Available data Block Start

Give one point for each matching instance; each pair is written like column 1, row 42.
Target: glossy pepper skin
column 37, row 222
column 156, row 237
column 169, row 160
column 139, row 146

Available data Block End

Prompt: The entries above, copied exactly, form the whole answer.

Response to this task:
Give one point for each matching instance; each pair is written like column 1, row 42.
Target: glossy pepper skin
column 37, row 222
column 156, row 237
column 169, row 160
column 139, row 146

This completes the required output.